### 作業内容:
1. 次の(a)〜(c)がヨナ書の本文と合っているかを判断し、それぞれ「はい」か「いいえ」で答えたうえで、決め手となる本文の語句をそのまま引用しなさい。
(a) ヨナはタルシシュ行きの船に、船賃を払って乗った。
(b) 暴風が起こったとき、ヨナは水夫たちと一緒に自分の神に向かって叫んだ。
(c) くじを引こうと言い出したのは船長である。
2. ヨナ書の本文で「しかしヨナは、主の御顔を避けて」で始まる段落を、主な事実を残して箇条書きに書き直しなさい。

### 本文抜粋:
_ _ _ _ _

^ 「主のみ顔を避けた預言者」
「主のみ顔を避けた預言者」
 

ヨナ書 1章

1節
アミタイの子ヨナに次のような主のことばがあった。

2節
「立って、あの大きな町ニネベに行き、
これに向かって叫べ。
彼らの悪がわたしの前に上って来たからだ。」

3節
しかしヨナは、主の御顔を避けてタルシシュへのがれようとし、
立って、ヨッパに下った。
彼は、タルシシュ行きの船を見つけ、
船賃を払ってそれに乗り、
主の御顔を避けて、
みなといっしょにタルシシュへ行こうとした。

4節
そのとき、主が大風を海に吹きつけたので、
海に激しい暴風が起こり、船は難破しそうになった。

5節
水夫たちは恐れ、彼らはそれぞれ、自分の神に向かって叫び、
船を軽くしようと船の積荷を海に投げ捨てた。
しかし、ヨナは船底に降りて行って横になり、ぐっすり寝込んでいた。

6節
船長が近づいて来て彼に言った。
「いったいどうしたことか。
寝込んだりして。
起きて、あなたの神にお願いしなさい。
あるいは、神が私たちに心を留めてくださって、
私たちは滅びないですむかもしれない。」

7節
みなは互いに言った。
「さあ、くじを引いて、だれのせいで、このわざわいが私たちに降りかかったかを知ろう。」
彼らがくじを引くと、そのくじはヨナに当たった。

8節
そこで彼らはヨナに言った。

_ _ _ _ _

### 提供データ:

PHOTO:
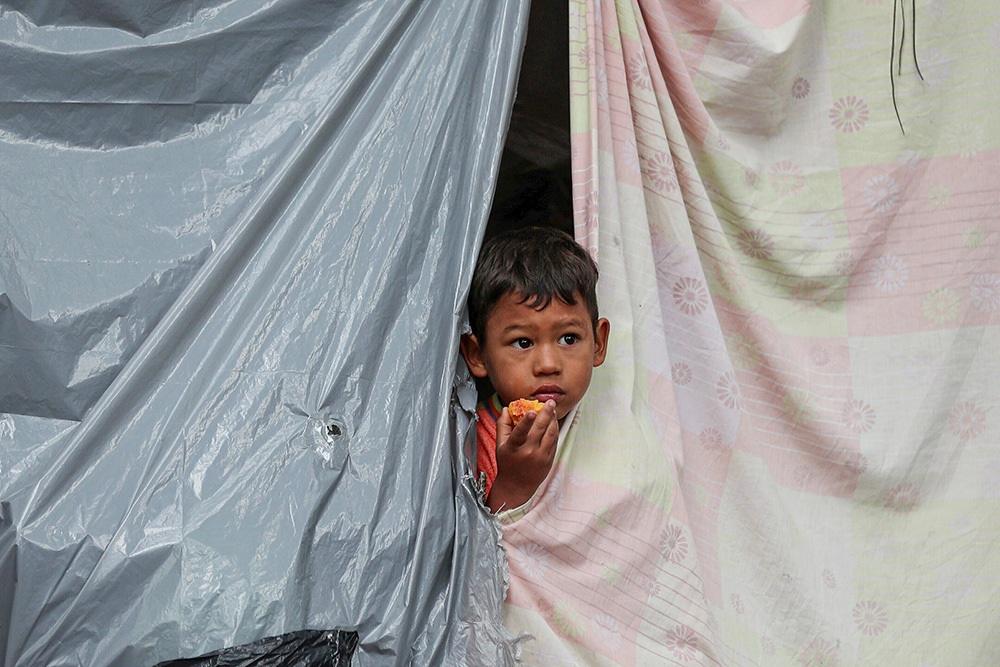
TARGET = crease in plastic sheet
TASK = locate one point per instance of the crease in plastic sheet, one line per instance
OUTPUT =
(235, 244)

_ _ _ _ _

### 各問の解答:
1.
(a) はい。「船賃を払ってそれに乗り」
(b) いいえ。「水夫たちは恐れ、彼らはそれぞれ、自分の神に向かって叫び」、一方で「ヨナは船底に降りて行って横になり、ぐっすり寝込んでいた。」
(c) いいえ。「みなは互いに言った。「さあ、くじを引いて」

2.
- ヨナは主の御顔を避け、タルシシュへのがれようとした。
- ヨッパに下り、タルシシュ行きの船を見つけた。
- 船賃を払って乗り、みなといっしょにタルシシュへ行こうとした。